Франсуа Коппе
О Марии Башкирцевой, Коппе Франсуа, Год: 1885
Время на прочтение: 4 минут(ы)
Оригинал здесь — http://brb.silverage.ru/zhslovo/sv/mb/index.php?r=let
Источник: Лазурь: литературно-художественный и критико-публицистический альманах. М., 1989.
Прошлым летом я отправился с визитом к одной дружественно расположенной ко мне русской даме, находившейся проездом в Париже и воспользовавшейся гостеприимным приглашением г-жи Башкирцевой остановиться у нее на улице Ампер.
Я встретил там в высшей степени симпатичное общество дам и барышень, чудесно говорящих по-французски с тем чуть заметным акцентом, который придает нашему языку в устах русских какую-то неопределенную, грациозную мягкость.
Прием, встреченный мною в этом милом кружке, где все дышало счастьем, был самый искренний. Но едва я уселся недалеко от самовара с чашкою чая в руках, как был поражен, взглянув на большой портрет одной из присутствовавших в комнате барышень, — портрет, поразительно похожий, сделанный широко и смело и обнаруживавший истинного мастера.
Этот портрет, — сказала мне г-жа Башкирцева, — сделан моею дочерью Мари с ее кузины.
Я начал было хвалебную фразу, но не мог докончить ее. Еще одно полотно, второе, третье, четвертое привлекали мое внимание, свидетельствуя об исключительном таланте написавшего их художника. Я переходил, очарованный, от картины к картине — ими были покрыты все стены гостиной, и при каждом моем восклицании, доказывавшем приятное удивление, г-жа Башкирцева повторяла мне взволнованным голосом, в котором слышалось более нежности, чем гордости.
— Все это сделала моя дочь! Все это — Мари.
В эту минуту явилась сама мадемаузель Башкирцева. Я видел ее только раз, видел только в течение одного часа — и никогда не забуду ее.

################

:: Задания ::
1. Ответьте на вопросы по очерку о Марии Башкирцевой:
(a) На какой улице жила г-жа Башкирцева, пригласившая русскую даму остановиться у нее?
(b) С кого, по словам г-жи Башкирцевой, Мари написала портрет, поразивший автора?
(c) Как долго автор видел дочь г-жи Башкирцевой?
2. Отредактируйте часть очерка о Марии Башкирцевой, которая начинается словами «Этот портрет, —» и заканчивается словами «не забуду ее.»: приведите ее заново, заменив «гостиной» на «зала».
3. Продолжите очерк о Марии Башкирцевой, начав сразу после его последнего предложения.
Записи ниже никак не связаны с очерком о Марии Башкирцевой.

:: Исходные записи ::
################

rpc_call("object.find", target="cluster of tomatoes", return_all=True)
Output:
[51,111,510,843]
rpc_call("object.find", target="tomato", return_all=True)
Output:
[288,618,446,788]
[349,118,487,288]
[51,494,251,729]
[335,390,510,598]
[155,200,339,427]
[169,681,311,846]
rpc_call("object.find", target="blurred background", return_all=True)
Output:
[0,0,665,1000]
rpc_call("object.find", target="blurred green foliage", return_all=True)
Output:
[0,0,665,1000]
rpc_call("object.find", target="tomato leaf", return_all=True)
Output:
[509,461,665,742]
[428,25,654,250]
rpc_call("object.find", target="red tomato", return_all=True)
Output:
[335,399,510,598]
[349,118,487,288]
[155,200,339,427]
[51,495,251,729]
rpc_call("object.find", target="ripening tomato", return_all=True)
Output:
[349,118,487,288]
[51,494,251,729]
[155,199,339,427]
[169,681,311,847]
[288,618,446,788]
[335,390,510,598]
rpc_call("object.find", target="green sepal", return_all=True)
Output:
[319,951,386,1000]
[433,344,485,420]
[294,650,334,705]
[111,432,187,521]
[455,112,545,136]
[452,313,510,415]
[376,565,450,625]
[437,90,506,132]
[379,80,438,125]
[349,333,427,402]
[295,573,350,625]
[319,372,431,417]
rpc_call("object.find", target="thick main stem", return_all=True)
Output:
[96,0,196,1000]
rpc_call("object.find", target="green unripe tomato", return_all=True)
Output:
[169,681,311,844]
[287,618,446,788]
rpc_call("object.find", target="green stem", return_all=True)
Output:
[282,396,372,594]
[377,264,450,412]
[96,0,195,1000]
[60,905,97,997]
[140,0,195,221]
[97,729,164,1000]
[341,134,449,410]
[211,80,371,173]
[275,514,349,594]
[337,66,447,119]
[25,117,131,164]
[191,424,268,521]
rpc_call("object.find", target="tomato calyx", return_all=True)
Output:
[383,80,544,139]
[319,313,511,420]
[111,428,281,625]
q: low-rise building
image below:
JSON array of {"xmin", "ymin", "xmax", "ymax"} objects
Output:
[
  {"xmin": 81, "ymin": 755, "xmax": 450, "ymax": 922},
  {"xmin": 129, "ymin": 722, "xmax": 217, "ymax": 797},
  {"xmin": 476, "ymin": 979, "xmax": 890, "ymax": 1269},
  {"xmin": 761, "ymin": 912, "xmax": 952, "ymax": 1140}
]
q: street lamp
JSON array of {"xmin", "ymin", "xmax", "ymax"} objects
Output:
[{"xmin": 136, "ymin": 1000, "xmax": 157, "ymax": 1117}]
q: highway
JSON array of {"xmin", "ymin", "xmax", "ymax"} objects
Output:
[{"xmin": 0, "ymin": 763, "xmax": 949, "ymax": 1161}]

################

:: Ответы к заданиям ::
1.
(a) На улице Ампер.
(b) Со своей кузины.
(c) Только раз, в течение одного часа.

2.
Этот портрет, — сказала мне г-жа Башкирцева, — сделан моею дочерью Мари с ее кузины.
Я начал было хвалебную фразу, но не мог докончить ее. Еще одно полотно, второе, третье, четвертое привлекали мое внимание, свидетельствуя об исключительном таланте написавшего их художника. Я переходил, очарованный, от картины к картине — ими были покрыты все стены зала, и при каждом моем восклицании, доказывавшем приятное удивление, г-жа Башкирцева повторяла мне взволнованным голосом, в котором слышалось более нежности, чем гордости.
— Все это сделала моя дочь! Все это — Мари.
В эту минуту явилась сама мадемаузель Башкирцева. Я видел ее только раз, видел только в течение одного часа — и никогда не забуду ее.

3.
Двадцати трех лет, она казалась несравненно моложе. Почти маленького роста, пропорционально сложенная, с прекрасными чертами кругловатого лица, со светло-белокурыми волосами, с темными, как будто сжигаемыми мыслью глазами, горевшими желанием все видеть и все знать, с прекрасным, твердо очерченным мечтательным ртом, С дрожащими, как у дикого украинского скакуна, ноздрями — Башкирцева с первого взгляда производила так редко испытываемое впечатление сочетания твердой воли с мягкостью и энергии с обаятельной наружностью. Все в этом милом ребенке обнаруживало выдающийся ум. Под женским обаянием чувствовалась железная мощь, чисто мужская. И невольно вспоминалось о подарке Улисса юноше Ахиллесу — мече, спрятанном среди женских уборов.
На мои поздравления она ответила открытым и звучным голосом, без лживой скромности, сознаваясь в своем благородном честолюбии, и — бедная, она была уже намечена смертью, — в нетерпеливом желании достигнуть славы.
Чтобы осмотреть прочие работы, мы поднялись в ее мастерскую Вот где вполне сказывалась эта странная девушка.
Обширный холл разделялся на две части на мастерскую, в собственном смысле этого слова, куда огромное окно проливало потоки света, и на более темную часть, загроможденную бумагами и книгами. Там она работала, здесь читала.
Инстинктивно я прямо подошел к этому шедевру — ‘Мееting’ (‘Митинг’), так сильно привлекавшему всеобщее внимание в последнем салоне. Он представляет группу парижских мальчуганов, собравшихся перед дощатым забором в закоулке одного из предместий и серьезно разговаривающих между собою, без сомнения, о какой-то шалости Я повторяю: шедевр. Лица, позы детей в высшей степени естественны, а вся обстановка картины так живо напоминает нам подобные окраины города.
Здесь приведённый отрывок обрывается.